Within the data below, determine how many lines contain "dark" and supply only that figure.
========
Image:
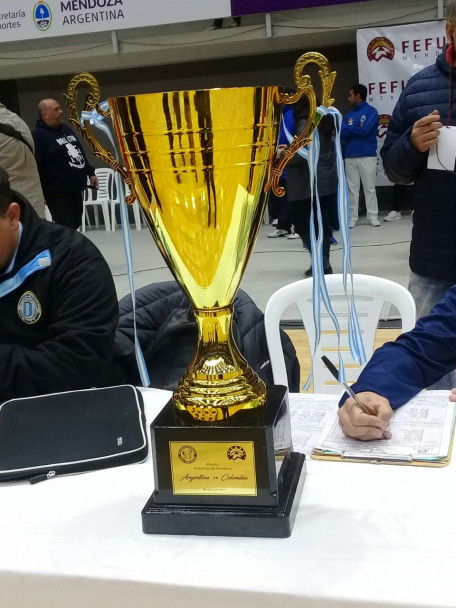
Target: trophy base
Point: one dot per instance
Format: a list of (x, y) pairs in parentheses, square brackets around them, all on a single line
[(267, 522), (235, 477)]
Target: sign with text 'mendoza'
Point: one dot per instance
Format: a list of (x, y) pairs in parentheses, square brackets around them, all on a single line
[(387, 58), (32, 19)]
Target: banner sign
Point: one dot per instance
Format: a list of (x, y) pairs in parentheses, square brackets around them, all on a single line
[(248, 7), (31, 19), (387, 58)]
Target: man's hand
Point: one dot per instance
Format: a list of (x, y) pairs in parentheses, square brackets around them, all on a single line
[(425, 132), (94, 181), (355, 423)]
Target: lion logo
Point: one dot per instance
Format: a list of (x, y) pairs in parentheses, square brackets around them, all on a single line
[(380, 48), (187, 454), (383, 122), (235, 452)]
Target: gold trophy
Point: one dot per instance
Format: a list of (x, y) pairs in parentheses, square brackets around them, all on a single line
[(200, 164)]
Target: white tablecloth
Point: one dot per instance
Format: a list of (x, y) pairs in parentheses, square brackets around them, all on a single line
[(365, 536)]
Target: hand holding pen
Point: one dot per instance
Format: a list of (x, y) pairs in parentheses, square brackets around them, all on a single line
[(367, 416)]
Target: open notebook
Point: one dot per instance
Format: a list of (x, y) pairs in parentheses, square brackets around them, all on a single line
[(422, 431)]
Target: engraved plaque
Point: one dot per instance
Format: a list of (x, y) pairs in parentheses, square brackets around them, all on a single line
[(213, 468)]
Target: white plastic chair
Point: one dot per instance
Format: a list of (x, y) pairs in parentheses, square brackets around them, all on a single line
[(370, 294), (114, 197), (94, 198), (135, 207)]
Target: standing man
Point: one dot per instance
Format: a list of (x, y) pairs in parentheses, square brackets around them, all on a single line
[(62, 165), (359, 140), (422, 109), (17, 157)]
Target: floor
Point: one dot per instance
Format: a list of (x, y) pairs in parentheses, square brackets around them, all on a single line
[(381, 251)]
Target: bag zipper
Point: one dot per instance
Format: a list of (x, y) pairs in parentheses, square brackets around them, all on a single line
[(42, 477)]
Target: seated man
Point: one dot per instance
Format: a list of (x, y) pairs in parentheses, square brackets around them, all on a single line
[(399, 370), (58, 305)]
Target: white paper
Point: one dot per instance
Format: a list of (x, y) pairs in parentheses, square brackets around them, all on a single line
[(421, 430), (310, 414), (442, 156)]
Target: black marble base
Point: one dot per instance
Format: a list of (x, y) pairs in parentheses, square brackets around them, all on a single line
[(235, 477), (260, 521)]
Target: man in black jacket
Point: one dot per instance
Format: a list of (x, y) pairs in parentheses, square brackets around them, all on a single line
[(58, 305), (62, 165), (424, 106)]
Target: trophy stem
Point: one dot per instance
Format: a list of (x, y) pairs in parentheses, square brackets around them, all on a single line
[(219, 382)]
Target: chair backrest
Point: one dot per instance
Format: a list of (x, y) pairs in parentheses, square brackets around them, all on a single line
[(105, 184), (370, 294)]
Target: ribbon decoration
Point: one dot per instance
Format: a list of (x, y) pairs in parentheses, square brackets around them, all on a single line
[(41, 261), (320, 291), (97, 120)]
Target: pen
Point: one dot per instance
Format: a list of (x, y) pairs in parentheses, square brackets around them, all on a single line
[(367, 409)]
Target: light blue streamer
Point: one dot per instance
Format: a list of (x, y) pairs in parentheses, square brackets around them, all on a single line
[(97, 120), (40, 262), (320, 292)]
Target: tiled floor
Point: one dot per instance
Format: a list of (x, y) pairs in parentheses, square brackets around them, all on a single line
[(275, 262)]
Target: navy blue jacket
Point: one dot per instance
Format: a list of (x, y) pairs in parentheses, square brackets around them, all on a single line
[(433, 247), (57, 327), (62, 163), (168, 335), (359, 131), (399, 370)]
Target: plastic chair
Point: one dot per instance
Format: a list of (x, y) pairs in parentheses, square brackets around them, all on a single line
[(370, 294), (114, 196), (135, 207), (94, 198)]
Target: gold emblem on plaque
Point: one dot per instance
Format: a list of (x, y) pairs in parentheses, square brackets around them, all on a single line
[(200, 163), (187, 454)]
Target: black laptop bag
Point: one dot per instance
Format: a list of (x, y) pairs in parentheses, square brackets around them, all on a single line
[(72, 432)]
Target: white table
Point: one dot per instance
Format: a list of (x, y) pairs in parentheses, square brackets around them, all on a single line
[(377, 535)]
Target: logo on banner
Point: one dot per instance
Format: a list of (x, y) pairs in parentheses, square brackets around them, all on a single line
[(379, 48), (383, 122), (42, 16)]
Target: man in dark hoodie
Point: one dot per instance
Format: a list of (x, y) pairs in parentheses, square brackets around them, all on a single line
[(62, 165), (58, 305)]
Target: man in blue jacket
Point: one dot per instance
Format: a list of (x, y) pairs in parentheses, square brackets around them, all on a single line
[(399, 370), (359, 139), (62, 165), (58, 305), (425, 105)]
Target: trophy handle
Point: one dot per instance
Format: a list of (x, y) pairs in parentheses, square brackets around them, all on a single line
[(304, 87), (91, 104)]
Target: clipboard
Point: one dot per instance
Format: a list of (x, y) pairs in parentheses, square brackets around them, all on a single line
[(429, 424)]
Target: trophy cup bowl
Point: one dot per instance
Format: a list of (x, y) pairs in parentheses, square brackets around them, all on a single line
[(200, 164), (198, 161)]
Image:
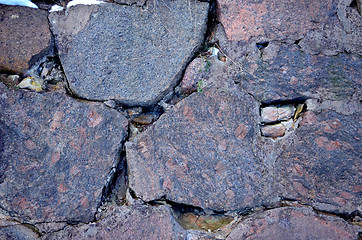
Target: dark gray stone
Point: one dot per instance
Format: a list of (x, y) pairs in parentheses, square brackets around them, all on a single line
[(25, 38), (200, 153), (130, 54), (57, 153), (322, 165)]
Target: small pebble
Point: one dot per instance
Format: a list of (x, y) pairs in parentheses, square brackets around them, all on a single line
[(274, 131)]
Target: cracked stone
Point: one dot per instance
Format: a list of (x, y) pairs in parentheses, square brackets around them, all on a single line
[(56, 154), (292, 74), (276, 19), (293, 223), (200, 153), (143, 51), (322, 165), (194, 73), (23, 44), (135, 222)]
========
Exercise result:
2